**Work instructions**
- a) Please change "newspaper" to "printer paper" in the knife-sharpening thread and give back everything from "## CutFingers (Apr" down to "chiffonodd (Apr 23, 2015)".
- b) Pick out each line of the records that holds the string "flagpole", matching case.

**Extract**
# Question about sharpening a brand new Tanaka VG10 Damascus 210mm Gyuto



## testing123 (Apr 23, 2015)

Hey guys,

I Just acquired a new Tanaka VG10 Damascus 210mm Gyuto, and while the edge is pretty decent out of the box I definitely feel like it's not at its peak yet (it still rips paper towels when I try to slice it but does paper with no issue - haven't done tomato or onion test yet). I'm fairly new to Japanese knives, but do have the 1k/6k King combo stone. I'd like to take the Tanaka to the stone, but I was wondering if it was necessary for me to start with the 1k then go to the 6k, or should I just go to the 6k and follow up with some stropping? Any help would be appreciated, thanks!


----------



## CutFingers (Apr 23, 2015)

Congrats...Tanaka makes really good inexpensive knives. Use it till it feels dull then begin sharpening. Start on the 1k and move up to the 6k...Finer stones can polish the edge and make it more refined but it can also make them feel dull if you round out the edges.

So basically I'd take the knife...run it for 15-30 passes on each side of the 1k...then do the same with the 6k...after that strop the edge on the 6k...Then wrap newspaper around the 6k...strop on the paper and you should have a heckuva edge. Paper is great


----------



## chiffonodd (Apr 23, 2015)

**Recorded data**
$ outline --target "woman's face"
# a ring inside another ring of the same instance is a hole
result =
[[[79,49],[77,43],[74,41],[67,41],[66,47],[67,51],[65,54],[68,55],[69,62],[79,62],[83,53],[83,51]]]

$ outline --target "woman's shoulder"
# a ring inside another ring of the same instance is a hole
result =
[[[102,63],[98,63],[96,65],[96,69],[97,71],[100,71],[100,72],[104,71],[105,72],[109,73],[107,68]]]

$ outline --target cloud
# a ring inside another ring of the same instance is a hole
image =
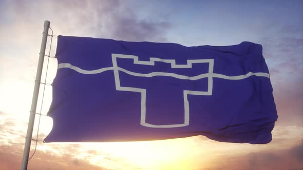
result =
[[[290,153],[298,161],[303,162],[303,140],[299,145],[292,148]]]
[[[16,146],[0,145],[0,169],[19,169],[22,159],[22,150]],[[57,156],[42,151],[36,152],[29,161],[28,167],[33,170],[108,169],[92,165],[85,160],[75,159],[70,155]]]
[[[214,164],[213,167],[208,169],[301,169],[303,168],[302,144],[288,149],[267,150],[245,155],[219,156],[214,160],[218,163]],[[300,151],[294,152],[298,148]]]

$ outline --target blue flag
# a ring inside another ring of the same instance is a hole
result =
[[[59,36],[56,56],[47,142],[272,140],[278,116],[260,45]]]

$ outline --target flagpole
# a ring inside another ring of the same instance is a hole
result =
[[[31,102],[28,126],[27,127],[27,133],[26,134],[26,137],[25,138],[25,145],[24,145],[23,158],[22,159],[22,170],[26,170],[27,169],[28,157],[30,150],[30,144],[31,142],[34,123],[35,121],[35,115],[36,114],[36,109],[37,108],[37,102],[38,101],[38,95],[39,94],[39,89],[40,88],[40,82],[41,81],[41,74],[42,74],[42,68],[43,67],[43,62],[45,54],[45,48],[46,47],[46,42],[47,41],[47,36],[48,35],[48,29],[49,28],[50,25],[50,23],[48,20],[45,20],[44,22],[43,36],[42,36],[40,53],[39,53],[39,60],[38,61],[36,79],[35,80],[35,86]]]

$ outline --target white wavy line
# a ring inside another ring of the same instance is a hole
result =
[[[104,68],[102,68],[97,70],[83,70],[81,68],[80,68],[77,66],[73,66],[69,63],[61,63],[58,65],[58,69],[62,69],[62,68],[69,68],[70,69],[72,69],[78,73],[85,74],[98,74],[101,73],[102,72],[105,72],[106,71],[108,70],[112,70],[113,68],[112,67],[106,67]]]
[[[69,68],[70,69],[72,69],[79,73],[85,74],[98,74],[101,73],[102,72],[109,71],[109,70],[113,70],[113,68],[112,67],[107,67],[104,68],[102,68],[97,70],[83,70],[81,69],[78,67],[73,66],[69,63],[61,63],[58,65],[58,69],[62,69],[62,68]],[[126,74],[135,76],[138,77],[152,77],[155,76],[168,76],[168,77],[175,77],[176,78],[180,79],[186,79],[186,80],[196,80],[200,79],[202,79],[204,78],[207,77],[215,77],[215,78],[220,78],[228,80],[240,80],[242,79],[244,79],[248,78],[249,77],[252,76],[256,76],[258,77],[265,77],[267,78],[270,78],[269,74],[267,73],[262,73],[262,72],[258,72],[258,73],[253,73],[252,72],[250,72],[246,74],[240,75],[238,76],[226,76],[223,74],[217,74],[217,73],[205,73],[198,75],[195,76],[187,76],[182,75],[179,75],[175,73],[166,73],[166,72],[151,72],[149,73],[144,74],[144,73],[138,73],[136,72],[133,72],[123,68],[121,68],[120,67],[118,68],[119,71],[121,71],[123,72]]]

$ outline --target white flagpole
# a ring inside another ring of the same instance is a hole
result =
[[[40,88],[40,82],[41,81],[42,68],[43,67],[43,61],[44,60],[44,55],[45,54],[45,48],[46,47],[47,36],[48,34],[48,29],[49,28],[50,25],[50,23],[48,20],[46,20],[44,22],[43,36],[42,36],[40,53],[39,53],[39,61],[38,62],[38,67],[37,68],[37,73],[36,74],[36,79],[35,80],[35,86],[34,88],[33,98],[31,102],[31,107],[30,109],[28,126],[27,127],[27,133],[26,134],[26,138],[25,138],[25,145],[24,146],[24,152],[23,153],[22,166],[21,167],[22,170],[26,170],[27,169],[28,157],[29,155],[29,151],[30,149],[30,144],[31,142],[34,122],[35,121],[35,115],[36,114],[36,109],[37,108],[37,102],[38,101],[38,95],[39,94],[39,89]]]

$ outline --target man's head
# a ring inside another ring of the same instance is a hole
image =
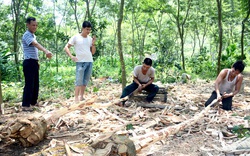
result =
[[[145,58],[143,61],[143,64],[146,64],[148,66],[152,66],[152,60],[150,58]]]
[[[86,37],[91,31],[92,25],[89,21],[84,21],[82,23],[82,33]]]
[[[26,19],[26,26],[31,33],[35,33],[37,29],[37,22],[35,17],[28,17]]]
[[[235,71],[239,71],[241,73],[245,68],[245,64],[243,61],[239,60],[233,64],[232,68],[234,68]]]

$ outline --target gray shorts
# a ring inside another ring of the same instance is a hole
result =
[[[93,62],[76,62],[76,86],[87,86],[92,74]]]

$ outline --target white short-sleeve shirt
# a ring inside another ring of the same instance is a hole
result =
[[[77,62],[93,62],[90,47],[92,38],[90,36],[83,37],[81,34],[72,36],[68,42],[75,47]]]
[[[151,78],[155,77],[155,69],[153,67],[150,67],[144,75],[142,73],[142,65],[136,66],[134,68],[134,77],[136,77],[141,83],[147,83],[151,80]]]

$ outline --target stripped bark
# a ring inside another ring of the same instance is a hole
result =
[[[137,137],[131,138],[131,140],[135,144],[136,151],[139,152],[142,148],[150,145],[151,143],[165,139],[168,136],[176,134],[177,132],[184,130],[185,128],[195,124],[211,109],[211,106],[216,104],[217,102],[218,102],[217,100],[214,100],[210,105],[208,105],[199,114],[197,114],[193,118],[186,120],[180,124],[164,128],[164,129],[159,130],[157,132],[151,132],[151,133],[147,133],[147,134],[142,135],[142,136],[137,136]]]

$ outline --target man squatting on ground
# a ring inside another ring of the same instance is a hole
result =
[[[245,65],[236,61],[231,69],[222,69],[215,81],[215,90],[205,103],[208,106],[214,99],[222,102],[222,109],[232,110],[232,99],[240,91]]]
[[[149,92],[146,97],[147,102],[151,102],[157,94],[159,87],[154,85],[155,69],[152,67],[152,60],[145,58],[142,65],[138,65],[134,68],[133,82],[124,88],[120,98],[124,98],[138,88],[138,92],[146,90]],[[126,101],[122,102],[122,105]]]
[[[64,50],[67,55],[76,62],[76,82],[75,82],[75,102],[82,101],[85,88],[92,74],[93,57],[95,54],[95,40],[89,36],[91,23],[84,21],[82,23],[82,32],[70,38]],[[76,56],[70,52],[70,47],[75,47]],[[79,98],[80,95],[80,98]]]
[[[23,46],[23,73],[25,86],[23,88],[22,110],[32,111],[30,106],[37,105],[39,92],[39,64],[38,50],[43,51],[47,58],[52,57],[52,53],[45,49],[36,40],[35,32],[37,29],[36,18],[26,19],[27,30],[22,37]]]

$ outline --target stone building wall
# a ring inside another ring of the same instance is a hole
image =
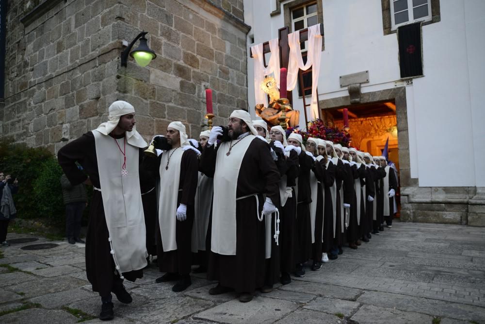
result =
[[[215,122],[247,108],[242,0],[49,0],[33,11],[29,2],[9,1],[2,136],[55,153],[124,100],[147,139],[174,120],[196,137],[206,87]],[[121,67],[122,41],[142,30],[157,57]]]

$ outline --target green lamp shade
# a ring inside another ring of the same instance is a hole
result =
[[[144,68],[150,64],[151,60],[155,58],[155,55],[149,52],[144,51],[137,51],[132,53],[132,55],[138,65]]]

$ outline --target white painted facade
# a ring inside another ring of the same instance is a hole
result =
[[[362,85],[363,93],[393,88],[396,82],[404,85],[397,34],[383,34],[381,0],[322,1],[325,49],[319,99],[348,95],[339,77],[366,70],[370,82]],[[286,2],[281,14],[270,15],[275,2],[245,0],[245,22],[252,27],[248,55],[251,46],[277,38],[284,26]],[[406,86],[411,177],[419,179],[420,187],[483,187],[485,1],[439,2],[441,21],[422,27],[424,76]],[[254,114],[253,64],[248,57],[248,99]],[[296,97],[294,106],[301,109]],[[300,124],[305,124],[303,111]]]

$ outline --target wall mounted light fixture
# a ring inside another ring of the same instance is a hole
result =
[[[138,65],[142,68],[149,64],[151,60],[157,57],[157,54],[148,47],[146,43],[147,40],[145,37],[145,35],[147,34],[147,32],[140,33],[123,51],[123,52],[121,53],[122,67],[126,67],[128,65],[129,55],[135,59],[135,61],[136,61]],[[136,49],[131,51],[133,45],[139,39],[140,39],[140,44],[138,47]]]

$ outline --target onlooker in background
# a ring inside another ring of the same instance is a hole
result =
[[[5,175],[0,171],[0,244],[3,246],[10,244],[7,242],[8,223],[17,216],[12,195],[18,191],[18,181],[12,178],[10,174]]]
[[[78,167],[81,169],[81,167]],[[85,243],[79,237],[82,212],[88,205],[86,188],[81,183],[73,186],[65,174],[61,176],[62,195],[65,205],[65,235],[69,244]]]

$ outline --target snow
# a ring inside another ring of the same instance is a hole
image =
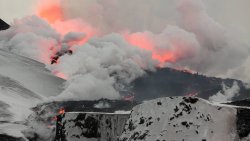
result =
[[[0,49],[0,75],[9,77],[41,96],[56,96],[63,79],[55,77],[45,65]]]
[[[44,64],[0,49],[0,134],[24,138],[30,108],[59,95],[64,82]]]
[[[237,140],[236,108],[188,99],[159,98],[134,107],[120,140]]]

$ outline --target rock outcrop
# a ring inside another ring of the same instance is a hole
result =
[[[160,98],[133,108],[119,140],[249,140],[249,114],[246,107],[214,105],[200,98]]]
[[[56,141],[248,141],[250,108],[196,97],[143,102],[130,114],[68,112]]]

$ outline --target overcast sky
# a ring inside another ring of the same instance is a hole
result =
[[[11,23],[31,15],[38,0],[0,0],[0,18]],[[204,0],[208,13],[231,32],[250,43],[250,0]]]

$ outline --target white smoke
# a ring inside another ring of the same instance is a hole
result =
[[[233,83],[232,87],[228,87],[223,83],[222,91],[209,97],[209,100],[213,102],[219,102],[219,103],[228,102],[228,101],[231,101],[232,98],[236,97],[239,94],[239,90],[240,90],[240,87],[236,81]]]
[[[65,55],[59,64],[50,66],[69,78],[59,99],[117,99],[117,90],[142,76],[144,70],[154,70],[156,64],[150,53],[129,45],[118,34],[93,38],[74,48],[73,55]]]
[[[59,40],[60,35],[36,16],[15,20],[10,29],[0,32],[2,49],[43,63],[59,50]]]

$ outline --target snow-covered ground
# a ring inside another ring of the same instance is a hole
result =
[[[206,100],[167,97],[133,108],[122,141],[235,141],[237,109]]]
[[[0,49],[0,134],[20,137],[30,108],[60,94],[63,82],[42,63]]]

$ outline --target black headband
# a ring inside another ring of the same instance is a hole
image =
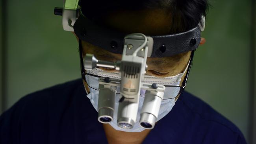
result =
[[[74,25],[76,35],[81,40],[110,52],[122,54],[124,33],[100,26],[80,15]],[[185,32],[173,35],[147,35],[153,38],[150,57],[169,57],[195,50],[201,39],[199,26]]]

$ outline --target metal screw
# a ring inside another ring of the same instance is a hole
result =
[[[133,48],[134,46],[132,45],[132,44],[129,44],[127,45],[127,48],[128,48],[128,49],[131,50]]]
[[[156,89],[158,87],[158,85],[156,83],[153,83],[151,85],[151,88],[154,89]]]
[[[193,38],[190,40],[190,42],[189,42],[190,45],[193,46],[197,44],[197,39],[195,38]]]
[[[109,83],[111,81],[111,79],[109,77],[105,78],[104,79],[104,81],[107,83]]]

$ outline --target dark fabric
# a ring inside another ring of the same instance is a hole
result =
[[[99,26],[82,15],[76,21],[74,30],[76,35],[83,41],[113,53],[122,54],[124,38],[127,34]],[[195,50],[200,43],[201,31],[197,26],[178,34],[150,36],[154,39],[150,57],[169,57]],[[161,50],[160,48],[163,45],[165,49]]]
[[[0,144],[106,144],[82,81],[29,94],[0,117]],[[239,129],[184,92],[144,144],[245,144]]]

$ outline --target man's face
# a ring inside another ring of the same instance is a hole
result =
[[[171,17],[161,10],[120,11],[111,13],[103,20],[104,24],[126,33],[141,33],[145,35],[170,34]],[[92,54],[98,59],[115,62],[120,61],[122,55],[111,53],[85,41],[82,43],[83,54]],[[146,75],[158,77],[174,76],[183,72],[189,61],[191,52],[171,57],[147,57]],[[113,72],[115,70],[102,69]],[[182,81],[183,81],[182,78]],[[85,88],[89,89],[84,82]]]

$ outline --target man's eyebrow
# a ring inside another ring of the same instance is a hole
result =
[[[170,66],[170,62],[162,60],[156,59],[152,61],[151,62],[154,65],[161,66]]]

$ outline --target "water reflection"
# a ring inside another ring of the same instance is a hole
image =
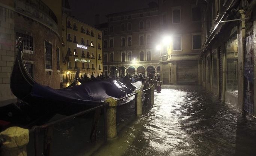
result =
[[[200,86],[163,86],[95,155],[253,155],[256,124]]]

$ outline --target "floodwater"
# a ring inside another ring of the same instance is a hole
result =
[[[134,102],[117,107],[114,140],[104,143],[102,116],[94,144],[89,141],[91,118],[55,125],[51,155],[256,155],[256,122],[238,109],[199,86],[163,85],[155,93],[154,105],[143,105],[140,116]],[[32,137],[29,156],[34,155],[33,144]]]
[[[163,86],[118,135],[93,155],[256,155],[255,121],[201,86]]]

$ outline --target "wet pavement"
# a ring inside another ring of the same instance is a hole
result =
[[[155,92],[153,106],[144,106],[143,115],[120,129],[117,139],[93,155],[256,155],[256,123],[252,119],[201,86],[162,87],[161,93]],[[119,115],[126,116],[121,120],[133,118],[132,105],[119,109],[126,110]]]

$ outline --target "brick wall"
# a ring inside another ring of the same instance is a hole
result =
[[[10,77],[14,60],[14,11],[0,4],[0,106],[16,99],[10,88]]]

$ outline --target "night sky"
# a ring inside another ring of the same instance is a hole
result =
[[[143,9],[158,0],[69,0],[72,16],[92,26],[95,25],[95,15],[100,15],[100,23],[107,22],[108,14]]]

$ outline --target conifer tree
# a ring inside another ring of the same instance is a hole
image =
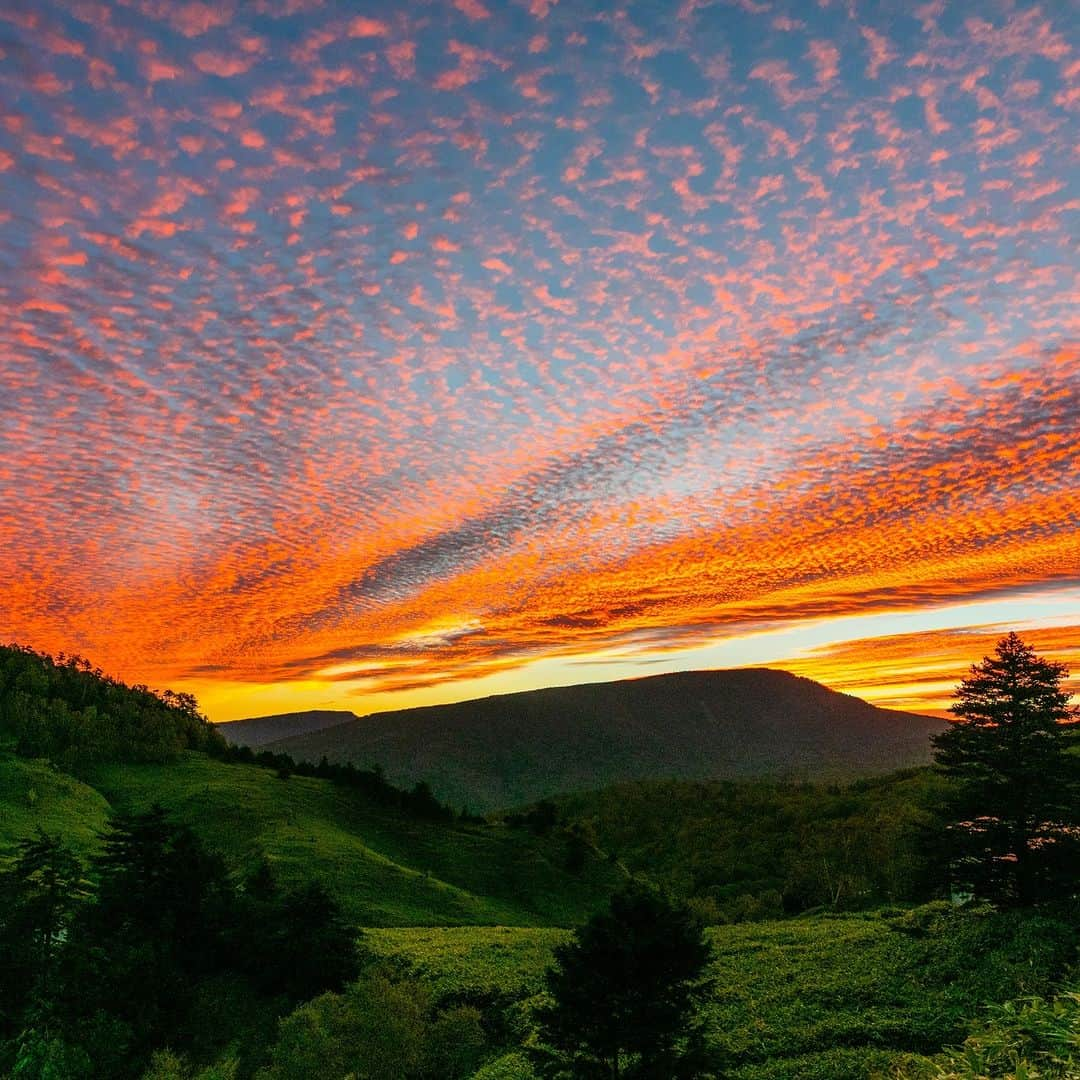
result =
[[[1026,906],[1080,889],[1080,734],[1063,664],[1011,633],[957,688],[954,726],[933,738],[957,780],[954,879]]]

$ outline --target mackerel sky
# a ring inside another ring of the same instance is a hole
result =
[[[1078,39],[0,0],[0,638],[215,719],[1080,667]]]

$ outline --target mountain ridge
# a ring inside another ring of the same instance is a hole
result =
[[[372,713],[260,748],[378,765],[392,783],[424,780],[442,800],[490,810],[621,780],[839,779],[926,765],[945,724],[746,667]]]

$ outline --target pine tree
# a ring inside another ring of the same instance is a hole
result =
[[[975,895],[1025,906],[1080,888],[1080,716],[1067,675],[1009,634],[957,688],[958,721],[933,738],[959,782],[955,880]]]
[[[710,947],[685,907],[632,885],[610,908],[555,949],[553,998],[541,1011],[541,1039],[557,1054],[549,1071],[571,1076],[687,1075],[680,1047]]]

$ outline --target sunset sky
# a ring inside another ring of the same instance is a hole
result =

**Responses in order**
- a)
## CutFingers (Apr 23, 2015)

Congrats...Tanaka makes really good inexpensive knives. Use it till it feels dull then begin sharpening. Start on the 1k and move up to the 6k...Finer stones can polish the edge and make it more refined but it can also make them feel dull if you round out the edges.

So basically I'd take the knife...run it for 15-30 passes on each side of the 1k...then do the same with the 6k...after that strop the edge on the 6k...Then wrap printer paper around the 6k...strop on the paper and you should have a heckuva edge. Paper is great


----------



## chiffonodd (Apr 23, 2015)

- b)
$ outline --target flagpole
$ outline --target white flagpole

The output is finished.